::: Source document

Article

The Bad News: More Mental Health Care Needs. The Good News: Innovation in Resources.

Can we find a new and expanded kind of community psychiatry?

innovation

Sergey Nivens/AdobeStock

PSYCHIATRIC VIEWS ON THE DAILY NEWS

“It’s a very fragmented industry, but we’re growing nationally and to one day provide care across the entire behavioral health ecosystem.”

-Matthew Boyle, cofounder and chief executive of Landmark Recovery

A recent column concerned the need for more resources to help autism in girls when indicated and legally possible. The same need is occurring across the board in mental health, as another New York Times article on April 11th conveyed: “As Mental Health Crisis Grows, More Doors Open to Care.”1

On the negative hand, the rise in undo psychological symptoms has been going on for years, and escalated even more during the pandemic. Of particular concern is the continual rise in suicidality in teenage girls. On the positive hand, stigma has lessened. So, as the “crisis” in the article title suggests, this is both a dangerous time and an opportunity for new solutions.

In essence, the solution this article describes is the growth of private industry in developing actual structures to provide resources and services. Those can be supplemented by the cost savings of telepsychiatry for those with less severe disorders and perhaps the emergence of artificial intelligence for enhancing treatment planning.

One of the developers, PMB, has plans to develop a 5-building behavioral health village. However, once again, some opposition has arisen in the guise of “not in my backyard.”

My own particular experience during the pandemic is that along with the increase in psychiatric problems in youth, including suicidality, there is a dearth of residential facilities, and those that exist are often not affordable. Hospitalizations that are too short necessitates more step-down programs and residential is the first step down.

Where might this development be heading? It is a different for-profit private equity response to a need. However, the private for-profit managed care industry has previously elicited much criticism for putting profits over patient care, as I covered in the 1990s.2 However, that private development emerged because the public community mental health movement developed under President Kennedy in the 1960s was decimated under President Reagan in the early 1980s, and basically had only served the poor in the communities, as important as that was.

::::::

→ **What the task requires**: According to the article on mental health care needs, how many buildings will the behavioral health village that PMB plans to develop have? The items are drawn from a source unrelated to the article.

::: Provided data

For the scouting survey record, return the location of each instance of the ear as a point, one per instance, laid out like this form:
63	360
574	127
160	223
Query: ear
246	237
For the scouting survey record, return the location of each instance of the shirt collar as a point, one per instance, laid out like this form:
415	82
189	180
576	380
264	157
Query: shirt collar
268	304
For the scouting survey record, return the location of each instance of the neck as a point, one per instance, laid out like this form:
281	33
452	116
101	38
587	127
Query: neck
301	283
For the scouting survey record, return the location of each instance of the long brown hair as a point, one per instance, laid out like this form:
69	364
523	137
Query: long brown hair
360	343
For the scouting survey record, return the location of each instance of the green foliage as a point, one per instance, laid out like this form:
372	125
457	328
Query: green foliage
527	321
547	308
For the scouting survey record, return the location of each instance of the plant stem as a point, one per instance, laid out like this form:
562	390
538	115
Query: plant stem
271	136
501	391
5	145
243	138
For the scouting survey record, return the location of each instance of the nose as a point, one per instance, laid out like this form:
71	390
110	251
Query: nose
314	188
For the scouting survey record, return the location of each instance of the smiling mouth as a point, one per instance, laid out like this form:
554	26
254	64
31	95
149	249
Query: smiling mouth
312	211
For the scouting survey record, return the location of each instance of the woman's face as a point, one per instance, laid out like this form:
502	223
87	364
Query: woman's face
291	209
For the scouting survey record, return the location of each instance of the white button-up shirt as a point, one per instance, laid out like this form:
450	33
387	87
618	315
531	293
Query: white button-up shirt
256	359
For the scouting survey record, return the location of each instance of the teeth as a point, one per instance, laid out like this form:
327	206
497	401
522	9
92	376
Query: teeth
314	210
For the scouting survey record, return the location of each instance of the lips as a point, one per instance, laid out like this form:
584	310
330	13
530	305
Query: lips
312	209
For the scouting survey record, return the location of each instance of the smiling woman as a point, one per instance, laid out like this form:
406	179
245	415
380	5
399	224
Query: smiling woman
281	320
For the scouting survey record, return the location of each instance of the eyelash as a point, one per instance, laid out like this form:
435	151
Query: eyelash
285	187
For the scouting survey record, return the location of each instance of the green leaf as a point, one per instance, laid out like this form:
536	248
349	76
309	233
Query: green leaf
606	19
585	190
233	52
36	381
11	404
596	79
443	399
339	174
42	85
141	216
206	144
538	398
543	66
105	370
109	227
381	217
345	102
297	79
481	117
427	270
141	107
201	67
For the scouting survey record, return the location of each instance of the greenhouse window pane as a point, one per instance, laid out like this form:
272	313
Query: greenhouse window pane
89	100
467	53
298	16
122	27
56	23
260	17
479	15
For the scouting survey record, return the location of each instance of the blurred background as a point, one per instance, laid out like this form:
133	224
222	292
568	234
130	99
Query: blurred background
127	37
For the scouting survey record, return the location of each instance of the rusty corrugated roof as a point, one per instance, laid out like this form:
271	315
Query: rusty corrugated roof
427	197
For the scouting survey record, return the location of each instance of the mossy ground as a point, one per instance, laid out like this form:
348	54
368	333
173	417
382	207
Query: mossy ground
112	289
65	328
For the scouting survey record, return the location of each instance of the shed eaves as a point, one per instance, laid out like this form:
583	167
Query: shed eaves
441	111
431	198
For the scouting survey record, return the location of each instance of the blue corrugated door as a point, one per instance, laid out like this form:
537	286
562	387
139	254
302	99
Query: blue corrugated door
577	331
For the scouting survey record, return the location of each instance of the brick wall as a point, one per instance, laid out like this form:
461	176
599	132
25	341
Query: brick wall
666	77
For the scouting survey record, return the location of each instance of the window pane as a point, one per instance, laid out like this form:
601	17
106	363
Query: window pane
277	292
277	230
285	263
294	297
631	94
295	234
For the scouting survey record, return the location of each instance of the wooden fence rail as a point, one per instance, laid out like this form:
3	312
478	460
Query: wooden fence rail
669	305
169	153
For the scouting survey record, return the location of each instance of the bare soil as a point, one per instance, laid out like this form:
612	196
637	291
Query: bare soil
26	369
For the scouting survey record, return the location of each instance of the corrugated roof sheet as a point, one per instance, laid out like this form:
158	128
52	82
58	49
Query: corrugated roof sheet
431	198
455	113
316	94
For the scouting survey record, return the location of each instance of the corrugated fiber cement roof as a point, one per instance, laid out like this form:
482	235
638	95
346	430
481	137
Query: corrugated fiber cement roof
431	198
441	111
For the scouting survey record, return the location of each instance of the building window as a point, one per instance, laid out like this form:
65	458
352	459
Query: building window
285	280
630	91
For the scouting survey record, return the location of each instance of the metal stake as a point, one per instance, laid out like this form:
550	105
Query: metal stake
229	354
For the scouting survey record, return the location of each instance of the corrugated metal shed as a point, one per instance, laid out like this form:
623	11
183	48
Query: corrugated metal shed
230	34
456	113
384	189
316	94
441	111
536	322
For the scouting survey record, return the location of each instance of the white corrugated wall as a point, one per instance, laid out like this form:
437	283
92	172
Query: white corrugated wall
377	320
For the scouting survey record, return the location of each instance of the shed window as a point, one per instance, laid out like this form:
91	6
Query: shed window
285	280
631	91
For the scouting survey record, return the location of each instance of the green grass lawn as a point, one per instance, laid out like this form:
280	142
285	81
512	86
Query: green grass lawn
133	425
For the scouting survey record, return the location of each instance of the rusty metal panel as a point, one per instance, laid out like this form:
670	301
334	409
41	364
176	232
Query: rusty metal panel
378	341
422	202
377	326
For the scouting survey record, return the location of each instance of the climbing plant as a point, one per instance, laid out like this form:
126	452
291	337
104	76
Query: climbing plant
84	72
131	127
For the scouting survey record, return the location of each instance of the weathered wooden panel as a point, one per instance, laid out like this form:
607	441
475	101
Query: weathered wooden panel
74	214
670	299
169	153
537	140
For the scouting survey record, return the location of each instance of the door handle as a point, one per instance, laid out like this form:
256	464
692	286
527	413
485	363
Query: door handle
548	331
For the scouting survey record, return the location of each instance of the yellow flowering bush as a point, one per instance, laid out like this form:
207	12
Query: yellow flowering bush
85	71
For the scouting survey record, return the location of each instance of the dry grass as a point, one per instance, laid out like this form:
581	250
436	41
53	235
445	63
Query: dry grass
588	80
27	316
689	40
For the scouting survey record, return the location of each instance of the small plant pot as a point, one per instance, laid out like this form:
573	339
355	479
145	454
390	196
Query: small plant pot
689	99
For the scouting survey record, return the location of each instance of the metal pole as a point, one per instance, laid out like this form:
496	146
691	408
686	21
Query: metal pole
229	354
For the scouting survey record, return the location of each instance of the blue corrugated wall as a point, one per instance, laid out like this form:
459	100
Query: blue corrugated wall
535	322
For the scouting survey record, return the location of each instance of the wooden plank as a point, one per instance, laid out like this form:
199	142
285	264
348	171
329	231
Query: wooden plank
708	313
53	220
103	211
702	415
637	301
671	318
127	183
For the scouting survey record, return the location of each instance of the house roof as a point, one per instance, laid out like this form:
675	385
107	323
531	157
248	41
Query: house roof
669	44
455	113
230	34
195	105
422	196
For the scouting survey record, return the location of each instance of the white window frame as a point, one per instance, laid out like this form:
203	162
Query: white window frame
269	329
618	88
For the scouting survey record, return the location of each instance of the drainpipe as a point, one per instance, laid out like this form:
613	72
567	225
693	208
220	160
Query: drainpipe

::::::

→ **Answer below**: Five buildings.